What to work on — The line containing "Target: skyscraper" marks the end: write out exactly every line from the first line of the data below through that line, and only those.

+===+

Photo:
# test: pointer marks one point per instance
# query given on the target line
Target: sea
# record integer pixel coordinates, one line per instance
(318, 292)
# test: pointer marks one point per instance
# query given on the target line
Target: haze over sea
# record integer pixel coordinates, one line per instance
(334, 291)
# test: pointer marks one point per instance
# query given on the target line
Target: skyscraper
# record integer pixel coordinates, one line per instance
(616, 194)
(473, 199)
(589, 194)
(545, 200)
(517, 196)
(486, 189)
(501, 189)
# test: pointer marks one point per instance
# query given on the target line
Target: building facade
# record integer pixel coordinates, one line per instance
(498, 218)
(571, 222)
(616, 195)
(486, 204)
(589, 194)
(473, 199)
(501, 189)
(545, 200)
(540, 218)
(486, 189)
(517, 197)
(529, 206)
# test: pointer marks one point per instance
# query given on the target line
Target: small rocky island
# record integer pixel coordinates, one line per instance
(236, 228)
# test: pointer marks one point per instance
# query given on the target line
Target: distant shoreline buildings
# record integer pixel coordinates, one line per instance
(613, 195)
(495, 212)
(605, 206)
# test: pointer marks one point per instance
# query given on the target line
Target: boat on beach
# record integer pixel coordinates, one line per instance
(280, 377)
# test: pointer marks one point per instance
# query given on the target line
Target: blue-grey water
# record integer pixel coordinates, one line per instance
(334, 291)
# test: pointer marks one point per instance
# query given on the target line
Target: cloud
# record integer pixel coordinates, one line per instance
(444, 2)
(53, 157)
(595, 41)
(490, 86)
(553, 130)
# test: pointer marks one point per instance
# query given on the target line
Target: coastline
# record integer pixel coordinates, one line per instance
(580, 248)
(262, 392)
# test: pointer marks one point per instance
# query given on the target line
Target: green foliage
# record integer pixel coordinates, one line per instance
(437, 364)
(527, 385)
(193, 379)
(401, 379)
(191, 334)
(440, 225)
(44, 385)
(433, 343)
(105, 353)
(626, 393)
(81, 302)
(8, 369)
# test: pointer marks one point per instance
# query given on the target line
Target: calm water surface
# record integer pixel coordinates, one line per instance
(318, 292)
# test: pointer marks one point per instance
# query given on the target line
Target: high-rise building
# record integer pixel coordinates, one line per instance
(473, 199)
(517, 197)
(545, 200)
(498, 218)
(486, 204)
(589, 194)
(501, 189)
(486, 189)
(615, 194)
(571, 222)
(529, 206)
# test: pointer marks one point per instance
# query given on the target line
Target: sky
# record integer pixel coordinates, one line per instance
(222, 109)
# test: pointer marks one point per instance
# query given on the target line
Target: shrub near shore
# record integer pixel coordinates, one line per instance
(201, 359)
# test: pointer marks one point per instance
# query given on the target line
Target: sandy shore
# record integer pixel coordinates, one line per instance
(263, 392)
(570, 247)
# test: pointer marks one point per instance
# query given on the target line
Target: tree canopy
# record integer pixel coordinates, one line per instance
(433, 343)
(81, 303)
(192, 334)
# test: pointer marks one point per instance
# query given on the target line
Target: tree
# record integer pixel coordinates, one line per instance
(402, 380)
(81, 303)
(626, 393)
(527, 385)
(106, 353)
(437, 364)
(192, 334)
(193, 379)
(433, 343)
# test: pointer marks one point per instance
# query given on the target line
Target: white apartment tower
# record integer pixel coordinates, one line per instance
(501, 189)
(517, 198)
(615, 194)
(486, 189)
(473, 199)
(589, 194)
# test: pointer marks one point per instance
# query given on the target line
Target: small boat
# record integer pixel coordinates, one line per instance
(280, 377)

+===+

Task result —
Photo:
# test: pointer marks one point per instance
# query given on the target line
Target: sea
# record integer pixel coordinates, one line per instance
(318, 292)
# test: pointer marks one point per instance
# query given on the target line
Target: haze over sea
# record integer pixel coordinates, one line per instance
(334, 291)
# test: pointer marks one point per instance
# query given on the target line
Target: skyscraper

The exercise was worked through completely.